• Supplied records:

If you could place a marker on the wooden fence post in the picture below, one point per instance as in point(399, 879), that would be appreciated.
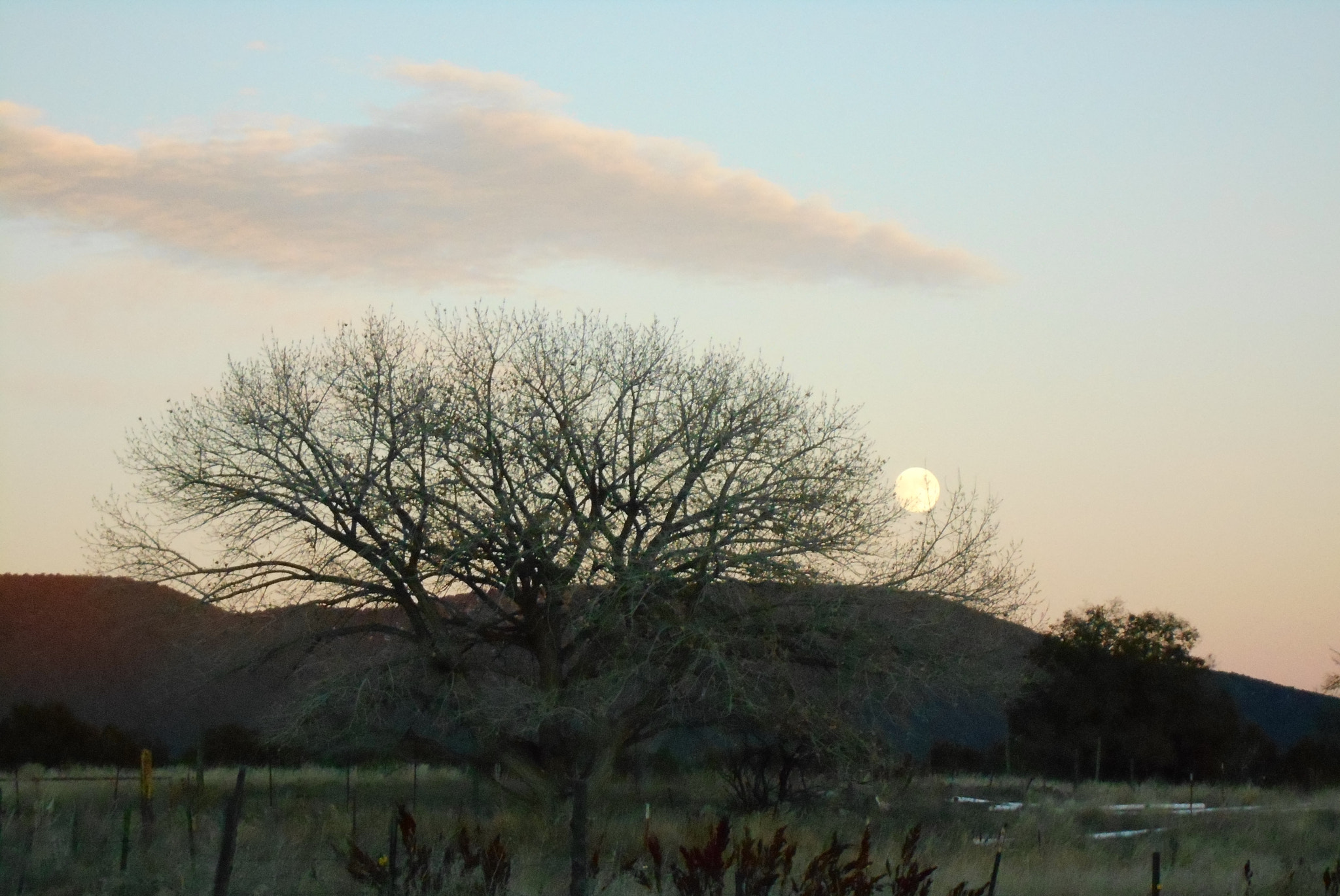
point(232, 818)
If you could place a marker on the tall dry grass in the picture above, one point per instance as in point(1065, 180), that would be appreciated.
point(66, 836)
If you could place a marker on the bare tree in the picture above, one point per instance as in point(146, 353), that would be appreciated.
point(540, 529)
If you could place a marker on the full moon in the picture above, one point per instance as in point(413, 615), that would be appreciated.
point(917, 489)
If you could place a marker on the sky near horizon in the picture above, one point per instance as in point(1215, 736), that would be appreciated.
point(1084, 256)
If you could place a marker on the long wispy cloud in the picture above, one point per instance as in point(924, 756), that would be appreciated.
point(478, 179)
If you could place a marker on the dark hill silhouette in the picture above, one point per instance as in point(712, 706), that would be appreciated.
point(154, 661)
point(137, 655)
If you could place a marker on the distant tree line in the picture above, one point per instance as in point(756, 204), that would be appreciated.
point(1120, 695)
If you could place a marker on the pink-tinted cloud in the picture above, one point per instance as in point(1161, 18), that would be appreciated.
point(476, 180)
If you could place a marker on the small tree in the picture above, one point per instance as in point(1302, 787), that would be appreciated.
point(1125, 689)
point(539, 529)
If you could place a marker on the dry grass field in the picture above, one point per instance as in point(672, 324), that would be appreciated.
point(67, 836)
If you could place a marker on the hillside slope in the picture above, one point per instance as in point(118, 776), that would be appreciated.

• Task to complete:
Return all the records exactly, excluding images.

• Problem solution:
If you could place a marker on the wooden fence post in the picture below, one point per instance as in point(399, 879), that would be appreciated.
point(232, 818)
If you could place a marker on the tall dry grass in the picture above, one point per instance as in point(1065, 180), that would be appreciated.
point(66, 836)
If you could place a marker on the bare tree in the picture above, one point per instance as in point(146, 353), that would be appreciated.
point(540, 529)
If you could place a marker on the full moon in the picture above, one point per instance as in point(413, 615), that would be appreciated.
point(917, 489)
If you could place a marker on the sky near horizon in the picture above, one point per instance as in point(1215, 736), that would be appreciated.
point(1084, 256)
If you could place a marker on the long wispy cloud in the picture above, one point per instance as in point(924, 756), that would be appreciated.
point(478, 179)
If you could place a marker on the dark hill silhouette in the picture above, one point per instance as in point(712, 706), that would be appreciated.
point(154, 661)
point(137, 655)
If you could place a marker on the distant tree line in the picture above, one point per instance as in point(756, 204), that would be appreciated.
point(1120, 695)
If you could place a marker on the pink-tinted cloud in the picture above, one point per instance as in point(1161, 18), that would be appreciated.
point(476, 180)
If you could place a marker on the small tree in the picture above, one point per instance as in point(1302, 787), that would be appreciated.
point(1125, 689)
point(539, 529)
If you could place a marker on the dry grass field in the picture above, one point per instance as in point(672, 324), that would be appreciated.
point(67, 836)
If you could place a marker on the hillside slope in the picture above, one point per instance as in point(118, 776), that would be appreciated.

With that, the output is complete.